=== Exercise inputs ===
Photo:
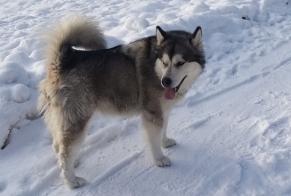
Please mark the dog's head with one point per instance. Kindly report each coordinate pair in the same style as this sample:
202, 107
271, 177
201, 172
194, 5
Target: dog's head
180, 60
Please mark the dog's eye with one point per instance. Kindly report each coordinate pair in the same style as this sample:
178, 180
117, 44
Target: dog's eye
179, 64
165, 64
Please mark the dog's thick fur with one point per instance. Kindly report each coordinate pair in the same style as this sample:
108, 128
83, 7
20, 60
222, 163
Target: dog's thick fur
144, 77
===
> **What is asked**:
Reproduce all of the material above with every "Target" renamed to "Object" and nothing else changed. Omit the pictures.

> **Answer below**:
Photo:
Please mark the dog's head with one point per instance. Kindly report each coordinate pair in the same style as this sample:
202, 107
271, 177
201, 172
194, 5
Object: dog's head
180, 60
Please mark the dog's eye with one point per instance. Kindly report each coordinate pair in the same style as this sample:
178, 180
117, 44
Object: dog's eye
179, 64
165, 64
Please mark the dog's thick fur with one point per instance. Kindly report each coordinate pair in the same style as this sample:
108, 128
83, 7
20, 60
222, 163
Object: dog's thick fur
144, 77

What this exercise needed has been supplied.